**Passage for review:**
◆ ◆ ◆ ◆

Does lifting weights cause joint problems?
Lifting weights isn’t just something that bodybuilders do. In fact, it’s something that everyone should do. You may wonder why this is the case, the simple fact is that as you age you naturally lose muscle mass.
A loss in muscle mass equates to your body needing fewer calories on a daily basis. If you continue to eat in the same way you always have you’ll find that you’re putting weight on. That increases the risk of obesity and age-related diseases.
But, you’ll also find that a loss of muscle mass as you age results in less core strength, poorer balance, and your bones are likely to break easier if you fall.
You need a good weight lifting program and this Brunswick heads physio to ensure you don’t encounter any issues along the way.
Of course, that leads us back to the question of whether lifting weights actually causes joint issues.
The short answer is no.
In fact, any type of resistance training, such as lifting weights and bodyweight exercises, can actually help people who already have joint pain.
The reason is simple, lifting weights places strain on your muscles, tendons, and other body parts. This strain causes tiny tears in the muscles. But, this is normal and as your muscles heal they get stronger, it’s the reason why you’re recommended to rest for between 24-48 hours before working the same muscle group again.
Strengthening your muscles and tendons strengthens joint support, improving function and reducing the likelihood of pain.

◆ ◆ ◆ ◆

**Directions:** According to the passage on weight lifting and joints, how long should you rest before working the same muscle group again? The records are not needed.

[Stored records]
◆ ◆ ◆ ◆

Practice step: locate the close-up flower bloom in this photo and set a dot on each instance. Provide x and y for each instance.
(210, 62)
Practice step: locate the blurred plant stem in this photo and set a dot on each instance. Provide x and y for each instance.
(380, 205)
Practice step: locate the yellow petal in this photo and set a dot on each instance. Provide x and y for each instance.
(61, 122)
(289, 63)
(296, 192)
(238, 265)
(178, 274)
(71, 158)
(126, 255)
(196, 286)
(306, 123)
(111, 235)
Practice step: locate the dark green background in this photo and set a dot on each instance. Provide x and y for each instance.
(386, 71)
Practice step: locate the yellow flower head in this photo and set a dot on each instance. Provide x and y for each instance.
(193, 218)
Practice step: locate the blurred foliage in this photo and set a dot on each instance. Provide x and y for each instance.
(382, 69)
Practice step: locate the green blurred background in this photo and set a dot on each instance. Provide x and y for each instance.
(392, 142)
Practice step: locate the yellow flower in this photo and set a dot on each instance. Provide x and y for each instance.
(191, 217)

◆ ◆ ◆ ◆

**Task result:** Between 24 and 48 hours.